-- BEGIN --

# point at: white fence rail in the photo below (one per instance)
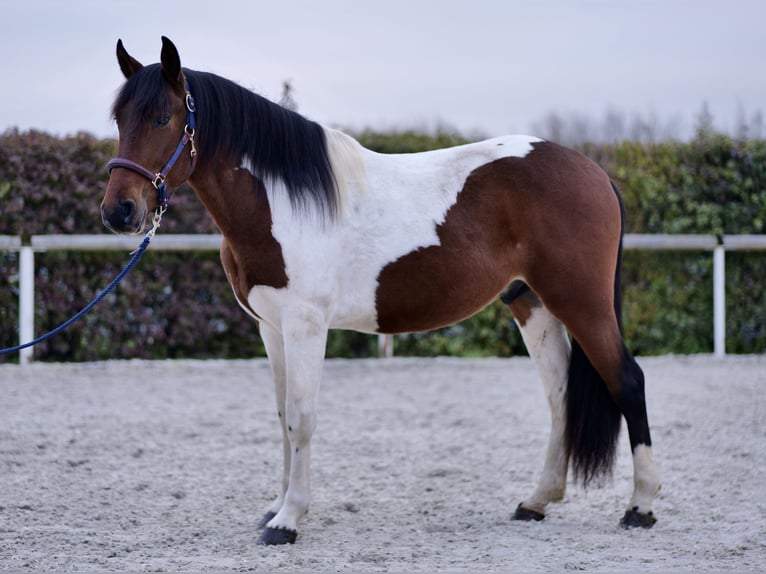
(41, 243)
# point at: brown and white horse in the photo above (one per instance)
(321, 233)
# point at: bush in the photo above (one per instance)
(180, 305)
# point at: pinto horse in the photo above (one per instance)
(321, 233)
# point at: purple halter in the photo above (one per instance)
(158, 179)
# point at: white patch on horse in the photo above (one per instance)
(392, 206)
(646, 479)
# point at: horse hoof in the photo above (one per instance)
(266, 519)
(635, 519)
(527, 515)
(277, 536)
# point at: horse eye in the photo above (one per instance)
(161, 121)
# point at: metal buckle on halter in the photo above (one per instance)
(158, 180)
(190, 135)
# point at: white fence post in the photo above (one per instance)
(719, 301)
(385, 342)
(26, 301)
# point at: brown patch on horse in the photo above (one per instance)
(521, 301)
(550, 218)
(249, 252)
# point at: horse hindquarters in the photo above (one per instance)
(581, 288)
(548, 345)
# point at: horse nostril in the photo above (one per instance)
(126, 209)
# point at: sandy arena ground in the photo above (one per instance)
(418, 465)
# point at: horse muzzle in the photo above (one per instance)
(124, 217)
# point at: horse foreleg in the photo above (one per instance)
(546, 340)
(275, 349)
(304, 340)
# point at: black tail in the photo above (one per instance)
(593, 418)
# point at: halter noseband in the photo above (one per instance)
(158, 179)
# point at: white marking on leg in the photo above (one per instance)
(305, 335)
(546, 340)
(646, 479)
(272, 340)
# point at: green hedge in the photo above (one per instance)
(179, 305)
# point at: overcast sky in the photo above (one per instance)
(493, 66)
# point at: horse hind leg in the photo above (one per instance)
(604, 379)
(546, 340)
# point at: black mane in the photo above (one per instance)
(277, 143)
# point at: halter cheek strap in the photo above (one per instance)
(158, 179)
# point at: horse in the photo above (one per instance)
(320, 232)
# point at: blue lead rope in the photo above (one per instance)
(136, 255)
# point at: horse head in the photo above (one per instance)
(155, 118)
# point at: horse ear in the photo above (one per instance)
(171, 65)
(128, 64)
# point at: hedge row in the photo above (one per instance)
(179, 305)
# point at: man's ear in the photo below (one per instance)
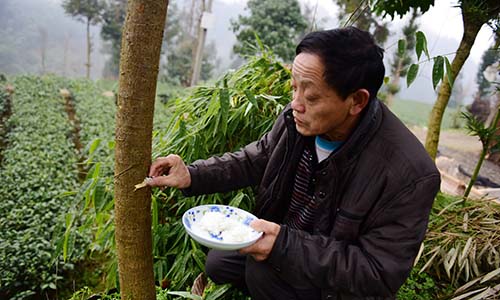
(359, 100)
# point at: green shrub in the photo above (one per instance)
(39, 164)
(239, 109)
(419, 286)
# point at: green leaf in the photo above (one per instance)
(186, 295)
(412, 74)
(250, 96)
(93, 146)
(421, 44)
(224, 109)
(437, 70)
(449, 75)
(218, 292)
(387, 79)
(401, 47)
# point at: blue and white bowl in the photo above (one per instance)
(218, 240)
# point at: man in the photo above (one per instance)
(344, 188)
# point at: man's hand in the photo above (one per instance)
(262, 248)
(175, 171)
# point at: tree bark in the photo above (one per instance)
(471, 28)
(139, 64)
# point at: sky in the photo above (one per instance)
(442, 25)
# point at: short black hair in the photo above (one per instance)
(351, 58)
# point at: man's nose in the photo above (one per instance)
(297, 103)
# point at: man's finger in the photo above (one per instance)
(261, 225)
(159, 166)
(159, 181)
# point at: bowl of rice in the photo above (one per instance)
(220, 227)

-- END --

» Do this: In your copy, leave out the pictures and reproduce the material above exactly.

» Final answer:
# point at: white fence rail in the photo below (one per instance)
(41, 243)
# point at: brown and white horse in the photo above (one per instance)
(321, 233)
# point at: bush in the photo above (one per instance)
(180, 305)
# point at: pinto horse in the photo above (one per instance)
(321, 233)
# point at: purple halter in the photo above (one per instance)
(158, 179)
# point at: white patch on horse in the photo above (one per instance)
(392, 206)
(646, 479)
# point at: horse hoof in the photo above (one per instance)
(266, 519)
(635, 519)
(527, 515)
(277, 536)
# point at: horse eye in the photo above (one per instance)
(161, 121)
# point at: metal buckle on halter in the photo above (one per instance)
(158, 180)
(190, 135)
# point at: white fence post in the photo above (one per instance)
(719, 301)
(385, 342)
(26, 301)
# point at: brown patch on horse in the photo above (one per instance)
(521, 301)
(550, 218)
(249, 252)
# point at: horse hindquarters in the photo above (one per instance)
(581, 288)
(548, 345)
# point at: horse nostril in the photo above (one per instance)
(126, 209)
# point at: sandy arena ground in the photo above (one per instance)
(418, 465)
# point at: horse muzzle in the photo above (one per instance)
(124, 217)
# point at: horse foreleg in the photo above (one per instance)
(546, 340)
(275, 349)
(304, 340)
# point at: black tail in the photo above (one per instance)
(593, 418)
# point at: halter noseband in the photo above (one per instance)
(158, 179)
# point at: white marking on leg in the photo above (one per instance)
(305, 335)
(546, 340)
(646, 479)
(272, 340)
# point at: green hedge in the photo above (one per instance)
(179, 305)
# point at: overcast sky in the photo above (one per instance)
(493, 66)
# point at: horse hind leg in the photo above (one per instance)
(604, 379)
(546, 340)
# point at: black mane in the photo above (one per instance)
(277, 143)
# point at: halter cheek strap in the photo above (one per instance)
(158, 179)
# point at: horse in the photo above (one per instance)
(320, 232)
# point at: blue lead rope in the photo above (one per instance)
(136, 255)
# point at: horse head in the photo above (one per instance)
(155, 118)
# point at: horse ear in the photo above (one per instance)
(171, 65)
(128, 64)
# point at: hedge row in the photo above (one per instance)
(179, 305)
# point at: man's ear in the photo below (one per instance)
(359, 100)
# point at: green shrub in the photo above (one per instance)
(39, 164)
(239, 109)
(419, 286)
# point at: green leaf in the photo above (one per instance)
(186, 295)
(412, 74)
(250, 96)
(93, 146)
(421, 44)
(224, 109)
(437, 70)
(449, 75)
(218, 292)
(387, 79)
(401, 47)
# point at: blue and white bowl in the photo above (one per instance)
(218, 240)
# point at: man in the photo above (one per instance)
(344, 188)
# point at: man's hand in the photo above (one per instance)
(262, 248)
(175, 171)
# point at: tree bark in the photo above (one per instance)
(471, 28)
(139, 64)
# point at: sky in the photo above (one per instance)
(442, 25)
# point at: short black hair in the photo above (one per instance)
(351, 58)
# point at: man's nose in the photo above (one per instance)
(297, 103)
# point at: man's finger in the photo above (one per instance)
(261, 225)
(159, 166)
(159, 181)
# point at: bowl of rice in the photo above (one per instance)
(220, 227)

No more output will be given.